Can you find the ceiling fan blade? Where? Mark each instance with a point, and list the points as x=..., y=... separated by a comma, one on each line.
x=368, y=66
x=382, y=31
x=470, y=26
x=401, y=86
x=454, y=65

### TASK STATEMENT
Copy every line of the records above word for word, without changing anything.

### RESULT OF THE EXERCISE
Can you find the ceiling fan blade? Where? Mark each instance with a point, and list the points as x=..., y=... separated by a comma, one on each line.
x=368, y=66
x=382, y=31
x=470, y=26
x=401, y=86
x=454, y=65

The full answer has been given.